* _LISTED ENTRIES_:
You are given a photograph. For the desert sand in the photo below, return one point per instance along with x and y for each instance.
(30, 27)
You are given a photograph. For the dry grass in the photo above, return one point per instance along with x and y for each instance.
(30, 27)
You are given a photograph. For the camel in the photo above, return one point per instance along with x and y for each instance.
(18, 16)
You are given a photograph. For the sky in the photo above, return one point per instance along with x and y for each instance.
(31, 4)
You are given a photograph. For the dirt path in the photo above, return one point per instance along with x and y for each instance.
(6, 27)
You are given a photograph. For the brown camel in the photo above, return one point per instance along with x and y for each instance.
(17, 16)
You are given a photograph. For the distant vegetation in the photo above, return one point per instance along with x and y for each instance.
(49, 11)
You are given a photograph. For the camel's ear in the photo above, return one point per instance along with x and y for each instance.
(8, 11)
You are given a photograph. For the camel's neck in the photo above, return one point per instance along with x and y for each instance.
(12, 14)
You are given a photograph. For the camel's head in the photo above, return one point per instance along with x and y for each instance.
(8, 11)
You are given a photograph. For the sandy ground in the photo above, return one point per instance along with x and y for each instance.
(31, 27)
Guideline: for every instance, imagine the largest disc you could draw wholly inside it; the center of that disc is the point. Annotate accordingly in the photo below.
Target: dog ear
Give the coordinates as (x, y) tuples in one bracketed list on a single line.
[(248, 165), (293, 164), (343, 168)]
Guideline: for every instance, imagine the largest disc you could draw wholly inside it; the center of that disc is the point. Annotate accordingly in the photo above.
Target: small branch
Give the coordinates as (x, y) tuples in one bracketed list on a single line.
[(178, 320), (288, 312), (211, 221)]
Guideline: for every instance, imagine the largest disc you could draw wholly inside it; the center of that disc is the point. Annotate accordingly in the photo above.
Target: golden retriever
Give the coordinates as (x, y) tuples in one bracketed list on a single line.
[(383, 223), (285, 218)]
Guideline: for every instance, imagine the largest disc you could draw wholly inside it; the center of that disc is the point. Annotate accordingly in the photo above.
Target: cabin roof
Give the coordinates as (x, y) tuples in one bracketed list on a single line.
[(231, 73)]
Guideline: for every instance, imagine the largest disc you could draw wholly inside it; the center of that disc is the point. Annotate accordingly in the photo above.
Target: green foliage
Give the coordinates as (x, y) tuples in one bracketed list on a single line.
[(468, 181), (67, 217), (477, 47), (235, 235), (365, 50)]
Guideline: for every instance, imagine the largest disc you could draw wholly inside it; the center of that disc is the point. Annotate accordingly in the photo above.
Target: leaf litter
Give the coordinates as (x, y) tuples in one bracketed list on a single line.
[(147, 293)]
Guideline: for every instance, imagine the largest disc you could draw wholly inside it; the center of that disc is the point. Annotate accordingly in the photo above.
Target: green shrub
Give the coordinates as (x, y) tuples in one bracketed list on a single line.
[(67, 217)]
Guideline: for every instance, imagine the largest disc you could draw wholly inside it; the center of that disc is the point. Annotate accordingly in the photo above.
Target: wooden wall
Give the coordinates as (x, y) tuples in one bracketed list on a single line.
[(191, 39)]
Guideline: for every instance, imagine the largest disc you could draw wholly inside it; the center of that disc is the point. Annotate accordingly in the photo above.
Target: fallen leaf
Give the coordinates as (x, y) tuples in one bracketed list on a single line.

* _ACTIVITY_:
Provide every line from the material that contains the word "leaf".

* _RESPONSE BOX_:
Target: leaf litter
Target: fallen leaf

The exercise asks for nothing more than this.